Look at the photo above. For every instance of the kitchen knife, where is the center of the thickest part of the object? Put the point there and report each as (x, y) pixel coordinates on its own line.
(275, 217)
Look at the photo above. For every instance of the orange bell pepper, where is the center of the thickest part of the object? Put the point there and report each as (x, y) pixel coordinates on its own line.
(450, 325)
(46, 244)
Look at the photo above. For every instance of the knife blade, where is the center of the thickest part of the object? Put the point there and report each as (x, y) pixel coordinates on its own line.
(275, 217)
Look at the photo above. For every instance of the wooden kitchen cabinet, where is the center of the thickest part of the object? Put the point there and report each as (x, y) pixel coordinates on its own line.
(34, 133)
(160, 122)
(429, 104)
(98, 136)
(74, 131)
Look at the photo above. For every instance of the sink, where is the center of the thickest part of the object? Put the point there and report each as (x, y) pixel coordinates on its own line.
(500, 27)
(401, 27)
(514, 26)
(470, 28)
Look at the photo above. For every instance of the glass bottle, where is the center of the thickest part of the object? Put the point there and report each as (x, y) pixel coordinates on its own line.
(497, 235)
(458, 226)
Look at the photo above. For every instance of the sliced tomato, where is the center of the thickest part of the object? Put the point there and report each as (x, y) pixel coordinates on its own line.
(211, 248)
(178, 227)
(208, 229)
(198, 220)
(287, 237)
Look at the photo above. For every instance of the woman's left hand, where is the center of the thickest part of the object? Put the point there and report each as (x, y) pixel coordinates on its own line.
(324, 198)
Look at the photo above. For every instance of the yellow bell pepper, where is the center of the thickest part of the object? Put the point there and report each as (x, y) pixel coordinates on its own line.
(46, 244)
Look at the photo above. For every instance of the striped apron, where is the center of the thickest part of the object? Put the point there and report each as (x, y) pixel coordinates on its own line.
──────────────────────────────
▶ [AIM]
Turn all of the items above into a numbered list, leaving out any blank lines.

▶ [TASK RESULT]
1. Look at the photo above. For every instance of the kitchen knife, where is the center of the thickest part of the object? Put the point there and report each as (x, y) pixel coordinates on its own line.
2. (275, 217)
3. Look at the photo above. For every instance of the orange bell pepper, where is the center of the thickest part of the object? Put the point there and report each as (x, y) pixel coordinates on its own line.
4. (450, 325)
5. (46, 244)
6. Look at the photo above. For every instance of the knife blade, where is the center of the thickest part of the object? Put the point there and report each as (x, y) pixel coordinates on its own line.
7. (275, 217)
8. Look at the photo above. For every instance of the wooden kitchen cabinet, where is the center of the thickest part of the object? Put the point there and report each as (x, y) pixel coordinates on its own line.
9. (34, 133)
10. (160, 122)
11. (429, 104)
12. (98, 136)
13. (74, 131)
14. Look at the photo above. For every instance of the sink, where is the center of the thickest part of the object? Put the point there and report each as (x, y) pixel coordinates on its own line.
15. (500, 27)
16. (401, 27)
17. (514, 26)
18. (470, 28)
19. Look at the photo above. For every instance of the glass bottle, where is the center of the thickest part of the object? Put the point there and report each as (x, y) pixel coordinates on its own line.
20. (497, 235)
21. (458, 226)
22. Look at the photo above. For every instance of the sliced tomato, where is the center of the thickest part of the object? Put the point there and report each as (x, y) pixel coordinates on its own line.
23. (211, 248)
24. (178, 227)
25. (208, 229)
26. (198, 220)
27. (287, 237)
28. Look at the photo above. For every instance of the woman's left hand, where is the center of the thickest part of the object? Put the point there and report each as (x, y) pixel coordinates on its own line.
29. (324, 198)
30. Look at the photo above. For every instance of the yellow bell pepper, where is the center of the thickest part of the object? Put the point there and report each as (x, y) pixel coordinates on its own line.
31. (46, 244)
32. Look at the photo above. For every instance of the striped apron, where is the center of the thickest part of the object? Put the point there and report each as (x, y) pixel coordinates on its own line.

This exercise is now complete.